What is needed → Below is a block of records. Copy every line in it that contains the word "asks".

Start of Input data

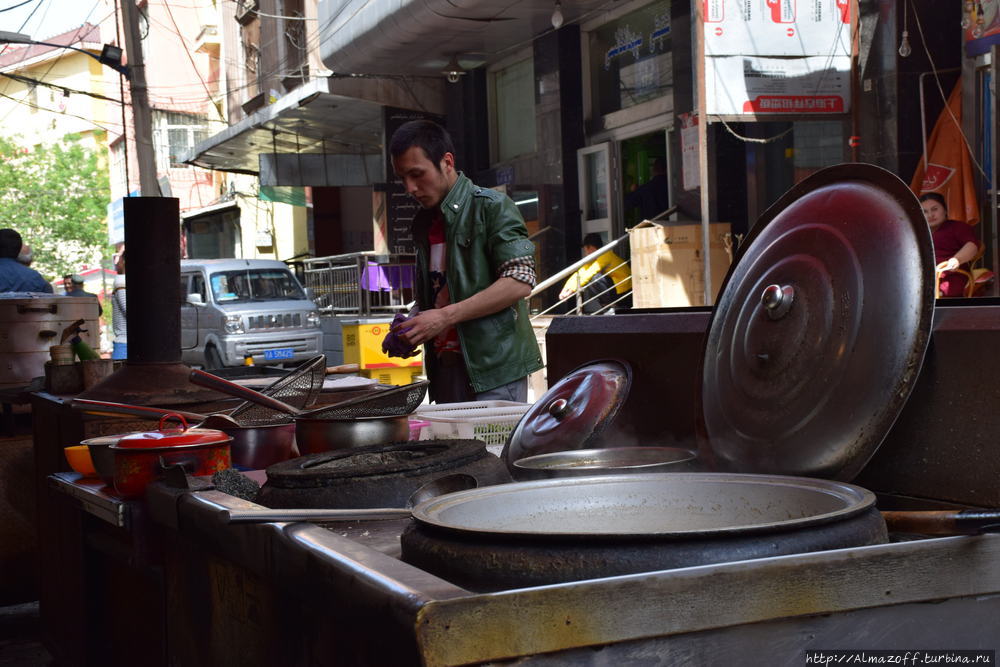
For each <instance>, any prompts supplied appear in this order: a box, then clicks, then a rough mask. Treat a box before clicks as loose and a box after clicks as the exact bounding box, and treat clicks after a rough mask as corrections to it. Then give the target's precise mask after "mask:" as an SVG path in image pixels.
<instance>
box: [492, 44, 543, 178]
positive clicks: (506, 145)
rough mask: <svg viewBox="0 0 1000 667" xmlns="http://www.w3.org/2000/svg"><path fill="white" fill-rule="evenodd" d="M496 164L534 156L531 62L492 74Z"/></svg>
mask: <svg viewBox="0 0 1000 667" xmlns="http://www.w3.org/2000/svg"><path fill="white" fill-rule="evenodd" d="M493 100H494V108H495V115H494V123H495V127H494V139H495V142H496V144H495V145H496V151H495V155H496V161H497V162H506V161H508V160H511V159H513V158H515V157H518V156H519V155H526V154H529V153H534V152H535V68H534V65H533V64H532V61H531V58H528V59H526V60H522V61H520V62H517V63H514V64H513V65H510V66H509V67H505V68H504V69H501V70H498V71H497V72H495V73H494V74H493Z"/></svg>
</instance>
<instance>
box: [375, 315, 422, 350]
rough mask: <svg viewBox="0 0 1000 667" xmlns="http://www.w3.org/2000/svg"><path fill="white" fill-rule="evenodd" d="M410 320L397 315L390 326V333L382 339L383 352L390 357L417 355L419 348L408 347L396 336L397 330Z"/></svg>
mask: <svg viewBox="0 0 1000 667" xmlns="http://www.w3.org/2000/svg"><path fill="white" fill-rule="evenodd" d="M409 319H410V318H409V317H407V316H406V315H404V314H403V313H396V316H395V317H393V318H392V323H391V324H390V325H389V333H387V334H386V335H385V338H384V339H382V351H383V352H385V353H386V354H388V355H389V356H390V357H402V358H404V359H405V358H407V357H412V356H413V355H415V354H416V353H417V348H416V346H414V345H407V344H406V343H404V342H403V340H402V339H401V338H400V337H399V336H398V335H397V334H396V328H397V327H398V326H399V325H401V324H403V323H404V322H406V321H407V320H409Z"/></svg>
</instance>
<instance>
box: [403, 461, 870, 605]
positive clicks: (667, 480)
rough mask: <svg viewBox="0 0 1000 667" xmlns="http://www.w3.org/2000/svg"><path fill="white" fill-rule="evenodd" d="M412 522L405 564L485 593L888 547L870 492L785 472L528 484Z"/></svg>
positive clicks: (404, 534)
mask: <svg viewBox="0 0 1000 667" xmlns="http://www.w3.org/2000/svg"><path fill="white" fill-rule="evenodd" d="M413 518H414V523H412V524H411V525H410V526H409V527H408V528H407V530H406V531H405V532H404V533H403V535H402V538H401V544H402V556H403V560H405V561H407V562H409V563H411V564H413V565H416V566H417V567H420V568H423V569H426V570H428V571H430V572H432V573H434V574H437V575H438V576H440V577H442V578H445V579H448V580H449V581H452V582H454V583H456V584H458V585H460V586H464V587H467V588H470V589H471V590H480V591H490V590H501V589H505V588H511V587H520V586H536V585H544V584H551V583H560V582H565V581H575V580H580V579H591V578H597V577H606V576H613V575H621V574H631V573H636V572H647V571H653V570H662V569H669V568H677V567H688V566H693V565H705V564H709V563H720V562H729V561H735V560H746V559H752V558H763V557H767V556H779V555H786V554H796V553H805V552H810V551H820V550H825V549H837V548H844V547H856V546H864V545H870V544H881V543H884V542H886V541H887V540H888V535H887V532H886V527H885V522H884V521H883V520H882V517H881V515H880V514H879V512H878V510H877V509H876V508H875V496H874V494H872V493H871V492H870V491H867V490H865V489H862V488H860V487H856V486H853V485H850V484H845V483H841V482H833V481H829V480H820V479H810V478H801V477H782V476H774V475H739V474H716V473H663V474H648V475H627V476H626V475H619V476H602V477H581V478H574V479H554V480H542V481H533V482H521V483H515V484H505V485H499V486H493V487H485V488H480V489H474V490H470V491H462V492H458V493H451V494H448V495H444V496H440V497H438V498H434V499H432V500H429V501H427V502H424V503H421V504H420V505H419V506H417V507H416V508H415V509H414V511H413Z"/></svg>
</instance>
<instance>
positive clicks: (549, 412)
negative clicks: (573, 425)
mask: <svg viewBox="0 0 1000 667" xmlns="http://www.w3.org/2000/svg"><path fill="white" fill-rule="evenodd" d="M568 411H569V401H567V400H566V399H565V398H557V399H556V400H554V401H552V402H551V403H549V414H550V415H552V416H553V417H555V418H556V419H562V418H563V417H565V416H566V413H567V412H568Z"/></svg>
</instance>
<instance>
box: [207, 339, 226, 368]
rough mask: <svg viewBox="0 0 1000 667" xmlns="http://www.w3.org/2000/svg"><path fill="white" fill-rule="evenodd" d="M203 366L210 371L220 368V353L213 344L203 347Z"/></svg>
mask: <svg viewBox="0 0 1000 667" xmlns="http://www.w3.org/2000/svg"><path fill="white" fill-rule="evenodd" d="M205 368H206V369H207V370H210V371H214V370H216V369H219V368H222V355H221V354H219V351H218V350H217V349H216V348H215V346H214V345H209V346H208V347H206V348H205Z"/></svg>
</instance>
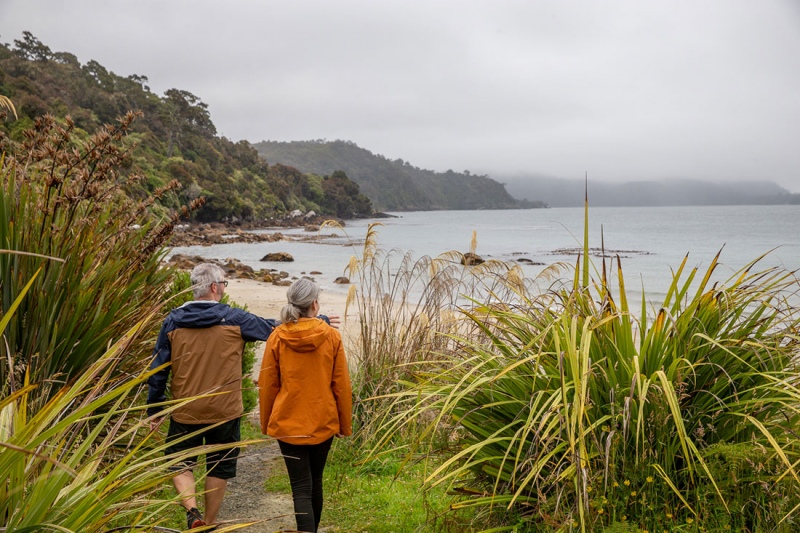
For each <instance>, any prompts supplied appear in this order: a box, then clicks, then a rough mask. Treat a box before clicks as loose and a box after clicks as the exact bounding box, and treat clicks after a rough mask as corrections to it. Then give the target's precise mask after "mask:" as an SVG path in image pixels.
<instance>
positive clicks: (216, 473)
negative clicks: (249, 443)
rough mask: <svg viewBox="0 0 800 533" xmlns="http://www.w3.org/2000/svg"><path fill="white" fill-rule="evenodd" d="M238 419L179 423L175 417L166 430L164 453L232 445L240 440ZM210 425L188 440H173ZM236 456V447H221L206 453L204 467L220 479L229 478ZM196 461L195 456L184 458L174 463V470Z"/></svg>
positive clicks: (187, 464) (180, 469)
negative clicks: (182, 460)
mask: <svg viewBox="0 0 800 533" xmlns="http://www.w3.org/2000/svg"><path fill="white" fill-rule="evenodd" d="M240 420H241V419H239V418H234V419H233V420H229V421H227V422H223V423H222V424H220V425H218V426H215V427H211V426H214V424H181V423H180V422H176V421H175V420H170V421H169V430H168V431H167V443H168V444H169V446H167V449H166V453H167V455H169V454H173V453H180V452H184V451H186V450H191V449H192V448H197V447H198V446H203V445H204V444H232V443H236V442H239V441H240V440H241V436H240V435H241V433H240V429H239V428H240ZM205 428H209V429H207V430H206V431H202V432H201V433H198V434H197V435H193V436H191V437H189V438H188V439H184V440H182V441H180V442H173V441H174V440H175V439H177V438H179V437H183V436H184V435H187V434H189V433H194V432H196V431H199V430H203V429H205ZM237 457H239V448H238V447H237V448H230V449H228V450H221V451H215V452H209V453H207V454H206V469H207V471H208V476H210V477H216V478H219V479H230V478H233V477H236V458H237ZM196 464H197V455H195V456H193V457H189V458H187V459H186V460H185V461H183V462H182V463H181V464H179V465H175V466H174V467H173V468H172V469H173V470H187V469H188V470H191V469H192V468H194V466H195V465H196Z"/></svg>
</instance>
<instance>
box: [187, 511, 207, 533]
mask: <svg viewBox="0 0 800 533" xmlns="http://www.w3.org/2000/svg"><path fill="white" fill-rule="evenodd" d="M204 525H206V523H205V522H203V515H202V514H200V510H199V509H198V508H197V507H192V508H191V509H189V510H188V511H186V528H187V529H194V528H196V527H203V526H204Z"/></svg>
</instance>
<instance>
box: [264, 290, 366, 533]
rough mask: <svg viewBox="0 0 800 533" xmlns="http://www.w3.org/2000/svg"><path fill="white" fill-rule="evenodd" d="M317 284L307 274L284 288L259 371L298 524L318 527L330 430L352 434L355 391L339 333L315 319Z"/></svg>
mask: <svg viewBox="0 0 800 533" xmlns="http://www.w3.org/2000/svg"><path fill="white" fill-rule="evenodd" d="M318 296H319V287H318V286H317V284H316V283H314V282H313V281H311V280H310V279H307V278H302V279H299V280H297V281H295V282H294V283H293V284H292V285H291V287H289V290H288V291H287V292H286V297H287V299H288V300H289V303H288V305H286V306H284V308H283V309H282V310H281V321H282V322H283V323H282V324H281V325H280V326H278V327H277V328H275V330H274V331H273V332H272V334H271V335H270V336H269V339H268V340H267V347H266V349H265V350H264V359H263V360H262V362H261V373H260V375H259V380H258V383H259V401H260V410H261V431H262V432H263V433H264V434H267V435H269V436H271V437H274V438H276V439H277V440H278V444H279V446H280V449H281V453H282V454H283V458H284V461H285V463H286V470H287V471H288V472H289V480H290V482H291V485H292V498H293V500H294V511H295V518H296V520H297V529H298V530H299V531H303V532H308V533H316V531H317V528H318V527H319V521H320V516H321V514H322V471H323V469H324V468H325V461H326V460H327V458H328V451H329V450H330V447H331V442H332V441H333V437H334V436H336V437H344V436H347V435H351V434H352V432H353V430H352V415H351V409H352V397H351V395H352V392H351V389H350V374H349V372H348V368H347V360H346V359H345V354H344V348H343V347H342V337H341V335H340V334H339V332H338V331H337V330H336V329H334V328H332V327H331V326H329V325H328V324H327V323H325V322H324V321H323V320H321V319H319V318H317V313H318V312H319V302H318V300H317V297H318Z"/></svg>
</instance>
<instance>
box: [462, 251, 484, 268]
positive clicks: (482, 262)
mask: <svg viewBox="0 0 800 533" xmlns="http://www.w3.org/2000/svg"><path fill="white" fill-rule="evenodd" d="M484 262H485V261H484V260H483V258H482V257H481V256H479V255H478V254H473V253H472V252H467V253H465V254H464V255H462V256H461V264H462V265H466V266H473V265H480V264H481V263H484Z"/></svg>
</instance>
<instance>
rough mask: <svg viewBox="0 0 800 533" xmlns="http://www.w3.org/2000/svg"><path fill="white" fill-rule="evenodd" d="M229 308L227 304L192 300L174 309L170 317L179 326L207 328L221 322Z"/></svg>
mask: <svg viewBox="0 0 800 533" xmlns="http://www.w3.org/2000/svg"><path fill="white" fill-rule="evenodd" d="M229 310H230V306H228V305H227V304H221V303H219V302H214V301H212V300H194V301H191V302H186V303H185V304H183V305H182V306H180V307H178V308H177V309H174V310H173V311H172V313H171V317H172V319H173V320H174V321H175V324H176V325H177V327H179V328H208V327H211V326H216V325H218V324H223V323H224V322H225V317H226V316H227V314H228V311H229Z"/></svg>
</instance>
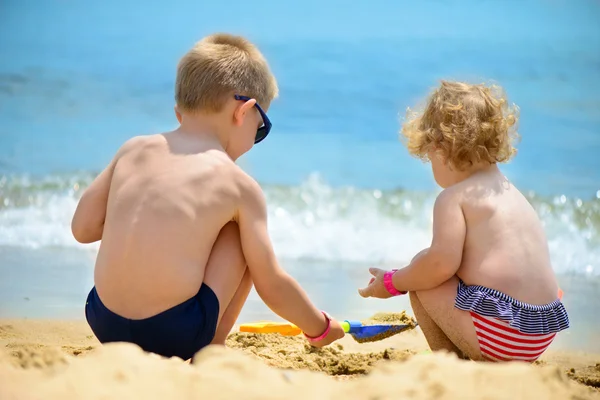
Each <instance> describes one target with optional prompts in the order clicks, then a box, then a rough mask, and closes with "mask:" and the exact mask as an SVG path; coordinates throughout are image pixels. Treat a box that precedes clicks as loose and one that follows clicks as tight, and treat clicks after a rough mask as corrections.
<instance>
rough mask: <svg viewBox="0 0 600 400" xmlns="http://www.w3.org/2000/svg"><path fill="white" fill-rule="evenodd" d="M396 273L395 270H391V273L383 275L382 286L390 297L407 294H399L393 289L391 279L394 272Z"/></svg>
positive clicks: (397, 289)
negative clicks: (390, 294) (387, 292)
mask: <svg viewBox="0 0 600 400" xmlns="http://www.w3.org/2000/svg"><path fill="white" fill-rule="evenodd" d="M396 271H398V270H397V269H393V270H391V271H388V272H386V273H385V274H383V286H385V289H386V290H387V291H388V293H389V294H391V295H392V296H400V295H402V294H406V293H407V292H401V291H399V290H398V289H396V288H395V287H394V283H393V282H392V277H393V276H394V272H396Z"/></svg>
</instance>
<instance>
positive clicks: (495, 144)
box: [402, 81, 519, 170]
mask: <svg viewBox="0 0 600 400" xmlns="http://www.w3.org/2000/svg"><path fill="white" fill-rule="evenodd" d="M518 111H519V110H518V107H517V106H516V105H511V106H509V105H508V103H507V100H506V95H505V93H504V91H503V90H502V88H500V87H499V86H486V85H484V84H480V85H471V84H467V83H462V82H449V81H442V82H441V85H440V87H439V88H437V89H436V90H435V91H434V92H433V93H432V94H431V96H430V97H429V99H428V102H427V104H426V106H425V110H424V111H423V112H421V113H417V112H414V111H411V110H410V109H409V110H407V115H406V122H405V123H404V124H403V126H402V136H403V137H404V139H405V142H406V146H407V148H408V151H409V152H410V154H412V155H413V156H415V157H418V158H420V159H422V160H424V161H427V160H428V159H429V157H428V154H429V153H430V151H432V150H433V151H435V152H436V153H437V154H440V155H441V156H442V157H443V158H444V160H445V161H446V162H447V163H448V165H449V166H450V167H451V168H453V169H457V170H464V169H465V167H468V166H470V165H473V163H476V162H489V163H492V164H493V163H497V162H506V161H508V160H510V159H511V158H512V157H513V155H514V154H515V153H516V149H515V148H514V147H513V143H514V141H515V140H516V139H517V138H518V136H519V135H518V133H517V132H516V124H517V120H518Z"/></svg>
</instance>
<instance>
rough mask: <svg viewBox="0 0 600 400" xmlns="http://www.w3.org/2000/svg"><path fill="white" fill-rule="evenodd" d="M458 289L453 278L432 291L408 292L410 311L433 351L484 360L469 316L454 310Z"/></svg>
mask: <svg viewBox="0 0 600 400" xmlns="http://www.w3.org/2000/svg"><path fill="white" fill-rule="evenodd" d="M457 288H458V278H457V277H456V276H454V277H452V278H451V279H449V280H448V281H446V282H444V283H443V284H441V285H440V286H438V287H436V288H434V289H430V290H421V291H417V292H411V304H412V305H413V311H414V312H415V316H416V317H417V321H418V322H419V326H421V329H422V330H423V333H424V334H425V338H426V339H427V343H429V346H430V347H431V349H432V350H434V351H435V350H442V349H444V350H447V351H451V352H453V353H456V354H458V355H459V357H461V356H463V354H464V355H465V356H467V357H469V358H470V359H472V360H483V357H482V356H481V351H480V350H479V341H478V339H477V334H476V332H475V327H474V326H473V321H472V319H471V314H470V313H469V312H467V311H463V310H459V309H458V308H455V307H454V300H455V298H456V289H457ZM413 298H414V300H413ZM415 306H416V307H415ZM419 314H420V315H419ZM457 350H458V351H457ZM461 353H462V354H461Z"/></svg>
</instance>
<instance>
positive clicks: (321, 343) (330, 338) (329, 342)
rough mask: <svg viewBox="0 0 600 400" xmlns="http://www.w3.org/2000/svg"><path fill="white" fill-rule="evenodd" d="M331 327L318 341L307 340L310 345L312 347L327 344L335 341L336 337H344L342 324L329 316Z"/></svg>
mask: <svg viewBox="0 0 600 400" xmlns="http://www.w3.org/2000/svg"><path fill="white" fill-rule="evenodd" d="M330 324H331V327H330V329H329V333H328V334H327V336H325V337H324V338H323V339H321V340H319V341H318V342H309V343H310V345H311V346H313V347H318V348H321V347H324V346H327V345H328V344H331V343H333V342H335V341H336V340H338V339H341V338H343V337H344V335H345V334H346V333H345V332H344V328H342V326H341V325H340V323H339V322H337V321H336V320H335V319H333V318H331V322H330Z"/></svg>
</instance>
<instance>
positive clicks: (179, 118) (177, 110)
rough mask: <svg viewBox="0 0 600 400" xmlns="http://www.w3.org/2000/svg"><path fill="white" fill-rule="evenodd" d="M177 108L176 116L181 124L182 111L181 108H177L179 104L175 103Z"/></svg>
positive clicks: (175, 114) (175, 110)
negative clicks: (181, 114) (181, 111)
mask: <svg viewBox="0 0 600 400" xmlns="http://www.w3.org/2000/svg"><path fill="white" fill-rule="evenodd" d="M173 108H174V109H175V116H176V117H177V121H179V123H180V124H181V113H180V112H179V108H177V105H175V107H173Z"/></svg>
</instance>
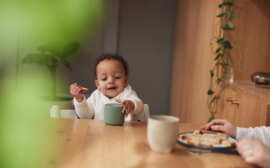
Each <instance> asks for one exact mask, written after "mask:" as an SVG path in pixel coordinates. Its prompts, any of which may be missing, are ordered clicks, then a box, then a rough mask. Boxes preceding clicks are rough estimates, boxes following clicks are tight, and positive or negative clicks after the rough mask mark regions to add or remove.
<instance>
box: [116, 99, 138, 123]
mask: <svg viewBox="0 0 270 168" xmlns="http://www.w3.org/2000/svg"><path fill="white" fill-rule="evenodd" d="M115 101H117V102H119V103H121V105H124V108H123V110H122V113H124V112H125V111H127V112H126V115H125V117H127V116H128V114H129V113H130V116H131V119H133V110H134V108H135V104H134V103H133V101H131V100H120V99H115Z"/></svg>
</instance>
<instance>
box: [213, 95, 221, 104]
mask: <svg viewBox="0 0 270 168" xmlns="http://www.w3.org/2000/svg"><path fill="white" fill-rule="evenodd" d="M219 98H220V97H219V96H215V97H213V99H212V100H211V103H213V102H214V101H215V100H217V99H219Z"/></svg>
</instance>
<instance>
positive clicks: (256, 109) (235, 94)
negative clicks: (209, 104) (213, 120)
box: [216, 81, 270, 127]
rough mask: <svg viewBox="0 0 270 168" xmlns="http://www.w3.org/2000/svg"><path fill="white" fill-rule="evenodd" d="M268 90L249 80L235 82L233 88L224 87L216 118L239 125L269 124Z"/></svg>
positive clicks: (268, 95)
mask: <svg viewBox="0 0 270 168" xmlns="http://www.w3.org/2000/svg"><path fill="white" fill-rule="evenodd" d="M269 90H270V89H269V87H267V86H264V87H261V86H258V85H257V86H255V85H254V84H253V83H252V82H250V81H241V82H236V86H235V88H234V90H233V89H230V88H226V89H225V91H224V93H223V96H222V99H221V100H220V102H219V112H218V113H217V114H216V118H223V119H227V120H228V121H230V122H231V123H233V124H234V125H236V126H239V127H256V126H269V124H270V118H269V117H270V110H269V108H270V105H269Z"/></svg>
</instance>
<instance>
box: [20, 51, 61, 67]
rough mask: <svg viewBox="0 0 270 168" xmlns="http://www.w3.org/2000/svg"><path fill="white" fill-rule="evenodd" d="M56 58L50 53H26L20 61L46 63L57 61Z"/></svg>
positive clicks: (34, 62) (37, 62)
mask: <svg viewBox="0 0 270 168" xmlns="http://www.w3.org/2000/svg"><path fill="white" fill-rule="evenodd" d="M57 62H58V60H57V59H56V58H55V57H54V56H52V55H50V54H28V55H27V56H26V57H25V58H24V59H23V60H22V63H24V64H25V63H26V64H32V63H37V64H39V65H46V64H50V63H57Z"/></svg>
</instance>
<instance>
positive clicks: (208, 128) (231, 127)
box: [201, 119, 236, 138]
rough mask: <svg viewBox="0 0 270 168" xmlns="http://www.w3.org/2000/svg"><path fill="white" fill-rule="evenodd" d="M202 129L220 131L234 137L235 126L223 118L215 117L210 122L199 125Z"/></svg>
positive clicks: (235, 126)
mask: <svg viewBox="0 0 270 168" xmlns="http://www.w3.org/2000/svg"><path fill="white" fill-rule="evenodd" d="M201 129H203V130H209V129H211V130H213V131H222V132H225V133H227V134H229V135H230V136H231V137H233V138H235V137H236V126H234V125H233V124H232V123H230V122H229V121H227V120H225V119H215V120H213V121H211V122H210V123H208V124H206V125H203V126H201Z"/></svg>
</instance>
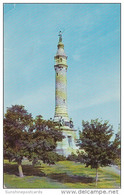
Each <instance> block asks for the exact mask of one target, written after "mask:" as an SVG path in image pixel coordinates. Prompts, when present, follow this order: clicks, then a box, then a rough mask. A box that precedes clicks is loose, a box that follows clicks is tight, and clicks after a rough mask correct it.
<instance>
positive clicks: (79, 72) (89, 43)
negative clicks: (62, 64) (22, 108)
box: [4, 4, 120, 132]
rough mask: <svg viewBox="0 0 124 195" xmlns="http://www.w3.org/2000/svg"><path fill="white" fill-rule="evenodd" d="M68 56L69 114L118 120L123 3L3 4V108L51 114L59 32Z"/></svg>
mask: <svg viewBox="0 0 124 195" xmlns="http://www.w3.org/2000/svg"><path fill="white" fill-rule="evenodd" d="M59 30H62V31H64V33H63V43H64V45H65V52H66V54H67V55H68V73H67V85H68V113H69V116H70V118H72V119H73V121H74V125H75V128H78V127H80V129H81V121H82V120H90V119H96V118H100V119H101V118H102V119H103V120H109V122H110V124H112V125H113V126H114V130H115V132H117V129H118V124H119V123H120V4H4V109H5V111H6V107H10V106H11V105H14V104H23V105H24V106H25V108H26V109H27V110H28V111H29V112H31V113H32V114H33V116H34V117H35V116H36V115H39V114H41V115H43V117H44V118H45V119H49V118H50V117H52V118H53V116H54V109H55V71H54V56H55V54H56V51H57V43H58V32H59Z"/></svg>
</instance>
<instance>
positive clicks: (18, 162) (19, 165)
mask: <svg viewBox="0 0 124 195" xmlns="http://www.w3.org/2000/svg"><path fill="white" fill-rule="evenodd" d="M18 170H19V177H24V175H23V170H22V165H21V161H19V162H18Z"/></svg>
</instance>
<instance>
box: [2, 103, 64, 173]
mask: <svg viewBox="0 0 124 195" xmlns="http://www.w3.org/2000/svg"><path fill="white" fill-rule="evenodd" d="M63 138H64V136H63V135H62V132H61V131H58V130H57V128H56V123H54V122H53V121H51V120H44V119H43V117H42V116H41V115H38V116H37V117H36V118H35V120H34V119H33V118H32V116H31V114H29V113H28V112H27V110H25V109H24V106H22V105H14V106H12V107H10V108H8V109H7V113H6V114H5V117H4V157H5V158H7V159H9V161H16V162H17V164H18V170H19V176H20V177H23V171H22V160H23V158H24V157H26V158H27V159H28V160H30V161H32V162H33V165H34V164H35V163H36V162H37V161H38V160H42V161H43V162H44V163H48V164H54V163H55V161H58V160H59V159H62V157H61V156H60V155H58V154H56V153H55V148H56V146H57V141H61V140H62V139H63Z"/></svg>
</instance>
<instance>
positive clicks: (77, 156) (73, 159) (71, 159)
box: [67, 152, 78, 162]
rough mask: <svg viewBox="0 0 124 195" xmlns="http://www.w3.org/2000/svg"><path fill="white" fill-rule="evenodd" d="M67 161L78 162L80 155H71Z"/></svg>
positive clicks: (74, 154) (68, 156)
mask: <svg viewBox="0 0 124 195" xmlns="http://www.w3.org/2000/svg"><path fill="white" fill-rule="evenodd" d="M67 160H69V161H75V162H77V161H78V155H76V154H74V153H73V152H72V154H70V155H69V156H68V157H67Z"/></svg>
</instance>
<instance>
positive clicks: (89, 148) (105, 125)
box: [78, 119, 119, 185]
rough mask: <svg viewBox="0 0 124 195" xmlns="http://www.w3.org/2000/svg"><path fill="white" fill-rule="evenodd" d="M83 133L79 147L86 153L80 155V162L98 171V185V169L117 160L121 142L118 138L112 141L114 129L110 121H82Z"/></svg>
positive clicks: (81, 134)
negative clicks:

End of Input data

Your response →
Each <instance> asks for one exact mask, written after "mask:" as an SVG path in pixel coordinates. Its prompts, any of which may be missing, are ordered clicks, then a box, then a rough mask. Boxes preceding clicks are rough estimates, boxes following clicks are tight, and positive or negative clicks after the rough mask mark regions to add or remove.
Each <instance> block asks for the exact mask of one target, written after "mask:" as an SVG path in image pixel coordinates. Prompts, when present, follow this order: clicks, then a box, then a rough mask. A box that precedes clicks is loose, a box that follows clicks is tight, and clicks after a rough mask correct it.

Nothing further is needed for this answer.